• About this task: Condense the paragraph in the grid computing story that begins "Stony Stevenson writes" into a short bulleted list that keeps its main facts.
** Opening Provided text block **
Grid Computing Saves Cancer Researchers Decades

← Back to Stories (view on slashdot.org)

Grid Computing Saves Cancer Researchers Decades

Posted by samzenpus on Wednesday November 7, 2007 @01:41PM from the begin-the-beowulf-cluster-comments dept.

Stony Stevenson writes "Canadian researchers have promised to squeeze "decades" of cancer research into just two years by harnessing the power of a global PC grid. The scientists are the first from Canada to use IBM's World Community Grid network of PCs and laptops with the power equivalent to one of the globe's top five fastest supercomputers. The team will use the grid to analyze the results of experiments on proteins using data collected by scientists at the Hauptman-Woodward Medical Research Institute in Buffalo, New York. The researchers estimate that this analysis would take conventional computer systems 162 years to complete."

4 of 149 comments (clear)

Min score:

Reason:

Sort:

Oh great ... by trolltalk.com · 2007-11-07 13:47 · Score: 5, Funny

Wanna bet they discover that maple syrup or Canadian back bacon cures cancer?

--
Kevin Smith on Prince
I used to run Folding@... by kcbanner · 2007-11-07 13:48 · Score: 5, Insightful

...as a competition with friends. But then I realized that I didn't really need to use my computers as heaters...and did a number for the planet and closed the client.

--
Obligatory blog plug: http://www.caseybanner.ca/
Storm Botnet by creativeHavoc · 2007-11-07 14:02 · Score: 5, Funny

If they wanted to knock that 10 years down to 5 they could just buy a chunck of the storm worm bot net!
** Closing Provided text block **
** Opening Source material block **
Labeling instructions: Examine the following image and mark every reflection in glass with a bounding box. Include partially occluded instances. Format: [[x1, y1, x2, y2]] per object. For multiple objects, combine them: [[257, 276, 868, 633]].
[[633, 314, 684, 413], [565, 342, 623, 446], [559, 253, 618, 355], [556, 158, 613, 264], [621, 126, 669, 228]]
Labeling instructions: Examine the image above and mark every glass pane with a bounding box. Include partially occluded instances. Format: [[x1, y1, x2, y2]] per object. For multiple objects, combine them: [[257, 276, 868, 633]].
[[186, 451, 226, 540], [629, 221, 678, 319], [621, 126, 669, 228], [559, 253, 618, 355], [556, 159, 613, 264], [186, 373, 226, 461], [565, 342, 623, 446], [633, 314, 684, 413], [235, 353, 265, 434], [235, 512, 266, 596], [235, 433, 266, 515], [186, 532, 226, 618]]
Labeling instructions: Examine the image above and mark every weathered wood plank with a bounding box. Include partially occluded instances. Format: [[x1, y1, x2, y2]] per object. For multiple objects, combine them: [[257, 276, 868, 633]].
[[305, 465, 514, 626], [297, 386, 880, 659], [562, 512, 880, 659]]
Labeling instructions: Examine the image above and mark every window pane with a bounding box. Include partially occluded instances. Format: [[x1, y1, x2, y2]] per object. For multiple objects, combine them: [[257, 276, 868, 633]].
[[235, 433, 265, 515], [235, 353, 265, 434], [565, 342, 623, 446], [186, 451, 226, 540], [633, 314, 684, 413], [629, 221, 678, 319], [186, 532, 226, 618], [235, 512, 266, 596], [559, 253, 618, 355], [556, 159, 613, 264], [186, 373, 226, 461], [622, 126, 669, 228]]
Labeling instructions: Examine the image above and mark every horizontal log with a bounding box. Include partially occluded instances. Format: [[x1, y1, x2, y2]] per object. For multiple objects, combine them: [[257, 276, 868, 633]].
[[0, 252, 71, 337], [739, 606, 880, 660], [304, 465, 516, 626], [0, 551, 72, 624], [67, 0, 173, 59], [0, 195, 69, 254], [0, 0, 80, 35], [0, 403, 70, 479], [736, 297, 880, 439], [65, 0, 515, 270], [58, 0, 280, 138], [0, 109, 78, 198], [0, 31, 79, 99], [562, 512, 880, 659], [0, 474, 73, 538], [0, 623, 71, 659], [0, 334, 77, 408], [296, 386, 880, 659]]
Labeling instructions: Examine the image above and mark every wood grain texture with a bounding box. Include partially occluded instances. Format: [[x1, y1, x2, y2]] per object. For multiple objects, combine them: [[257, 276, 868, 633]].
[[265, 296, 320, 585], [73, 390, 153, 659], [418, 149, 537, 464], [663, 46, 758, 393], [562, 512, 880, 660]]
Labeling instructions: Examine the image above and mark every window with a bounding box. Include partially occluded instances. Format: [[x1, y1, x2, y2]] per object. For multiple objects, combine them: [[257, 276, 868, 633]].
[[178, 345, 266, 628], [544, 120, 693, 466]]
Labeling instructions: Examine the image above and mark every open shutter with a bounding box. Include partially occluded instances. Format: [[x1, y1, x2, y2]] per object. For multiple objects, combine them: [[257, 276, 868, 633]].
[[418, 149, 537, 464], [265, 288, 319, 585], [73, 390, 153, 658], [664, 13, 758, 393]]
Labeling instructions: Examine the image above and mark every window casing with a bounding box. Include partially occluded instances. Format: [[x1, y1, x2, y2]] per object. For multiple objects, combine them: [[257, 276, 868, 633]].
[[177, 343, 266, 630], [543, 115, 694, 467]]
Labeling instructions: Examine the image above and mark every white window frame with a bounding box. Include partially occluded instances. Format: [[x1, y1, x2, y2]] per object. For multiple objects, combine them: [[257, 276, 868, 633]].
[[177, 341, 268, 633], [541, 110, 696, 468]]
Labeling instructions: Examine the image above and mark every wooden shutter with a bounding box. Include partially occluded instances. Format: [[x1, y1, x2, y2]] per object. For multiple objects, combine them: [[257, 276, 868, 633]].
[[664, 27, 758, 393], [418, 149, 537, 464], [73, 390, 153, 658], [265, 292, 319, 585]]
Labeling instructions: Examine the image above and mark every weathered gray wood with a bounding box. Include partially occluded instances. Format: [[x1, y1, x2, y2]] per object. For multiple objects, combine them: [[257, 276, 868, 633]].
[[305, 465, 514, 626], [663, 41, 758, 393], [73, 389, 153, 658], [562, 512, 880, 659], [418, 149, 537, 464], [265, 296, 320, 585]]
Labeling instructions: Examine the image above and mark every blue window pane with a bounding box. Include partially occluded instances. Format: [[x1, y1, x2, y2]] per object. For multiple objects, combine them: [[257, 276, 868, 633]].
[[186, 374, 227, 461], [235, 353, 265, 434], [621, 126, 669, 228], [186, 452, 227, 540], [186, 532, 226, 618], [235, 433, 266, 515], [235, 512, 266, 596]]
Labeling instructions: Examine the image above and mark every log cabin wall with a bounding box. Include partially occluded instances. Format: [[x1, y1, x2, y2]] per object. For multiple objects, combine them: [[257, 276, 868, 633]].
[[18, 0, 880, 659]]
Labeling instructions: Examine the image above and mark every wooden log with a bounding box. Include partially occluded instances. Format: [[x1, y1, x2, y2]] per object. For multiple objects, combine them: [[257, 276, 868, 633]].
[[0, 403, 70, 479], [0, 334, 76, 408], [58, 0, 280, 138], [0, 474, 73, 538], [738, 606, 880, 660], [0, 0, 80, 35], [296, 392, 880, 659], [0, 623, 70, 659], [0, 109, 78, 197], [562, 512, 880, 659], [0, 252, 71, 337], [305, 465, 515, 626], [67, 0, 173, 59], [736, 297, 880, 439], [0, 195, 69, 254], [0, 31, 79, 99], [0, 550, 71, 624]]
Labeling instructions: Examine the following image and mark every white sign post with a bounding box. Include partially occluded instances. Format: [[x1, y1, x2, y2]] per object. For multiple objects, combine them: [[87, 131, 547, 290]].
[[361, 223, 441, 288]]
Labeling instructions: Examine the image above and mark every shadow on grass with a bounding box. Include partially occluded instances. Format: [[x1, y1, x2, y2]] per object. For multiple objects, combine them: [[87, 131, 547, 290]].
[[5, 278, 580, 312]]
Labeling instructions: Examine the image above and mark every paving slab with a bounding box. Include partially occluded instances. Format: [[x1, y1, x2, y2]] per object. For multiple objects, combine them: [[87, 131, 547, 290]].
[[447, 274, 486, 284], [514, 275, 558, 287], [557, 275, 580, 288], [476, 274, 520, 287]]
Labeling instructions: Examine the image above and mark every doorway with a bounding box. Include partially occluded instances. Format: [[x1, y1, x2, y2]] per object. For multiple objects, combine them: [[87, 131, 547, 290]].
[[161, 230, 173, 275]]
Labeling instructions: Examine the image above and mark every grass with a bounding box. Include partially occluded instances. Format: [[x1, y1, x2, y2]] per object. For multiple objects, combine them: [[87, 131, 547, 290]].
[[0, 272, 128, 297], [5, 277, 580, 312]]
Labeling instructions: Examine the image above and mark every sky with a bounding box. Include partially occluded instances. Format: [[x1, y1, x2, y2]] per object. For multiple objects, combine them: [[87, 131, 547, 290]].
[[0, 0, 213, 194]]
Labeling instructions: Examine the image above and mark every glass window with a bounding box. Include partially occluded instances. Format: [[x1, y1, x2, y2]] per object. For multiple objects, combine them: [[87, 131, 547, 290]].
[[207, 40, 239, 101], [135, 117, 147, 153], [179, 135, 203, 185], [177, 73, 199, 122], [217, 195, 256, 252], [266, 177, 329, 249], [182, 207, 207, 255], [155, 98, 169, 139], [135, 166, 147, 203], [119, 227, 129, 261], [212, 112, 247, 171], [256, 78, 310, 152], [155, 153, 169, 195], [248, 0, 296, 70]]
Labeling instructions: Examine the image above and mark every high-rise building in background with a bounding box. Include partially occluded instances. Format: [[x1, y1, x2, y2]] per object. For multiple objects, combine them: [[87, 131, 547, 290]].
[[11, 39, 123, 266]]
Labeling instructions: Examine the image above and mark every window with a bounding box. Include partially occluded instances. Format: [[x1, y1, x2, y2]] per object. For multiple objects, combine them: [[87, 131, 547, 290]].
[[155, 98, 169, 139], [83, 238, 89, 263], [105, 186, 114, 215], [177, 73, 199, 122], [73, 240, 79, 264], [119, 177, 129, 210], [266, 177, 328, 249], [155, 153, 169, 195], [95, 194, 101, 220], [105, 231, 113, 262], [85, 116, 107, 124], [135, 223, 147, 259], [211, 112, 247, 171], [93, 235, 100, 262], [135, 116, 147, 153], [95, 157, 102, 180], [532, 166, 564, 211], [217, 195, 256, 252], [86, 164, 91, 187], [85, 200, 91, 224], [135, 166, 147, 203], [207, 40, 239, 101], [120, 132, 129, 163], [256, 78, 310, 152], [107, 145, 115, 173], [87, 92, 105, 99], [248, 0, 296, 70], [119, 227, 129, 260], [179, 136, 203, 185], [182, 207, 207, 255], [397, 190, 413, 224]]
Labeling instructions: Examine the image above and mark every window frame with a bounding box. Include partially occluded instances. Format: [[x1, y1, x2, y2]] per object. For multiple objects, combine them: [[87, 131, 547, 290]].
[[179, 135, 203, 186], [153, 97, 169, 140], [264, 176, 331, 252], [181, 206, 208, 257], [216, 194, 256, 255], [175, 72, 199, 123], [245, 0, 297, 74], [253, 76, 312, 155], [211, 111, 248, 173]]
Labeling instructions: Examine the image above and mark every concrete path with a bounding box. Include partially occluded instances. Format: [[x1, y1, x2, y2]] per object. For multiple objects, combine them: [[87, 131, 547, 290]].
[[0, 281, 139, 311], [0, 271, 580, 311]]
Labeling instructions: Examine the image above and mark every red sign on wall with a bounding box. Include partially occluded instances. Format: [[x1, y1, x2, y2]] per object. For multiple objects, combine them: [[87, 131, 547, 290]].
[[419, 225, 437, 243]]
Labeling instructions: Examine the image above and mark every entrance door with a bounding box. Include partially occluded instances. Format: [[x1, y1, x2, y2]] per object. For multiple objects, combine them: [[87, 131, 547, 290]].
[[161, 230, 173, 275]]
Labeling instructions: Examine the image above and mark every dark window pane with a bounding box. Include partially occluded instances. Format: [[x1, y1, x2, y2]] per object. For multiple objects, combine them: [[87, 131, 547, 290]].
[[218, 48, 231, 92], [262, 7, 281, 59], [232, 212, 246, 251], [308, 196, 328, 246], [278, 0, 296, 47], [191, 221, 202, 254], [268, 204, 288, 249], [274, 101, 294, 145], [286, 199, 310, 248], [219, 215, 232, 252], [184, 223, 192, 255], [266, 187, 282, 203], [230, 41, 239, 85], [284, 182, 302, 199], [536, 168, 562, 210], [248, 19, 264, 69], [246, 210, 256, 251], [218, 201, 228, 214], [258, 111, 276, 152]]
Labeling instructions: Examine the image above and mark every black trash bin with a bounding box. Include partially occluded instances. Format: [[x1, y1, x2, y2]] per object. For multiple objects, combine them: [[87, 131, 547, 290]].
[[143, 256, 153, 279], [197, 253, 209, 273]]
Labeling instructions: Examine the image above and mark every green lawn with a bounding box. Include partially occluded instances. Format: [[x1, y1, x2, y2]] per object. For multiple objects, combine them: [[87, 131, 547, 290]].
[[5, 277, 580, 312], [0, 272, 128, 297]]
** Closing Source material block **
• Response for this exercise:
- Canadian researchers aim to fit "decades" of cancer research into two years using a global PC grid.
- They are the first Canadian scientists to use IBM's World Community Grid, a network of PCs and laptops with power equal to one of the world's five fastest supercomputers.
- The grid will analyze results of protein experiments, using data collected at the Hauptman-Woodward Medical Research Institute in Buffalo, New York.
- The researchers estimate that conventional computer systems would need 162 years for this analysis.